Document extract:
CRISPR is an acronym for a new medical technology that allows scientists to edit human DNA before birth, with the potential to cure untold numbers of genetic abnormalities that lead to ailments and disease. The process itself is not objectionable in theory because it involves operating on the unborn child without harming them. (For a more extensive exploration of the power and promise of CRISPR, see this article from our member magazine last year.)

However, while the eventual therapeutic application of the technology is not a concern for pro-lifers at this time, the research in developing it could be.

Scientists have now, for the first time in the US, edited the DNA of actual embryonic unborn children using CRISPR, but the unborn children were aborted after they were done.

Extracted information:
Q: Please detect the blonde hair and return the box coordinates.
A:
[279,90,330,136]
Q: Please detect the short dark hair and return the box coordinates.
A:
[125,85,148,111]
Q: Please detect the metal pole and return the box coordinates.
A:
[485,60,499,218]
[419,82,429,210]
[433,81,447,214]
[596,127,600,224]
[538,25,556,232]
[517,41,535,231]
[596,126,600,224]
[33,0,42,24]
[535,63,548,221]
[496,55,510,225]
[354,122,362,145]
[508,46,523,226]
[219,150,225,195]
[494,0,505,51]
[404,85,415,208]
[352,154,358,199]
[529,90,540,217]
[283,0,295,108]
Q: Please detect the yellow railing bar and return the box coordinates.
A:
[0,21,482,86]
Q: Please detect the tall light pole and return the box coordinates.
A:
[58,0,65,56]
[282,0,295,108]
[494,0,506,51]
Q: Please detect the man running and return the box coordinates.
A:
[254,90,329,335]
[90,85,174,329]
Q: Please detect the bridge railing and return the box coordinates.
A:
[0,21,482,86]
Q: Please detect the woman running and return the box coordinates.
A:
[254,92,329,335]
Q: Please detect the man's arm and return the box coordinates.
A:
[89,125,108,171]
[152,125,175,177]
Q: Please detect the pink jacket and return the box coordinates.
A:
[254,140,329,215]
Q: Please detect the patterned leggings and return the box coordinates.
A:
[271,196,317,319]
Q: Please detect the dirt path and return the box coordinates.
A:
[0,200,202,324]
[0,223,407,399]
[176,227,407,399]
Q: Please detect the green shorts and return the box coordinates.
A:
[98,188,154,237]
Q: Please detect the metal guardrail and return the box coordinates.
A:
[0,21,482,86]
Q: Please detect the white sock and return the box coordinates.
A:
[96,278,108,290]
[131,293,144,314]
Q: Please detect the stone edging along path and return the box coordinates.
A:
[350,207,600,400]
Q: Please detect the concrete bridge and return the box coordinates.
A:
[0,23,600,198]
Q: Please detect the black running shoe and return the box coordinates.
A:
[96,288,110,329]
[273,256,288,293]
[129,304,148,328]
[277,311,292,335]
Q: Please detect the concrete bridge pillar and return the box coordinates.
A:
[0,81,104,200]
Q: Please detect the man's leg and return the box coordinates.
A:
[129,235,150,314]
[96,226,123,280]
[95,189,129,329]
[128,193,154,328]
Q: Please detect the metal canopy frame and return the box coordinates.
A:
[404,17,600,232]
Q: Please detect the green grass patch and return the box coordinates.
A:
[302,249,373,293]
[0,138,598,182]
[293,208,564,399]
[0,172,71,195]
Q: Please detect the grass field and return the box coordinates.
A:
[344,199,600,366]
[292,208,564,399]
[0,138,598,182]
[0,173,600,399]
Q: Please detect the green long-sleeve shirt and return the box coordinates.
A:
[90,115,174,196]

Assignment: Write the next part of the passage about CRISPR and embryo research, picking up after its final sentence.

Exercise answer:
The research — which has yet to be published — was led by Shoukhrat Mitalipov of Oregon Health and Science University. It involved editing a “large number” of viable embryos and effectively correcting disease-causing genes, according to MIT Technology Review. (It’s unclear exactly how many embryos were edited, or which genes.) The embryos were developed for only a few days and were not implanted. Without implantation, embryos cannot develop into babies.

This is unacceptable. We cannot let the ends justify the means. We cannot and should not accept the creation and death of one set of human beings in order to develop medical treatments for others. The linked article debates the ethical concerns of editing human DNA for how it can affect humanity in the future, but the present concern is how the use and disposal of human beings in research is affecting our humanity now.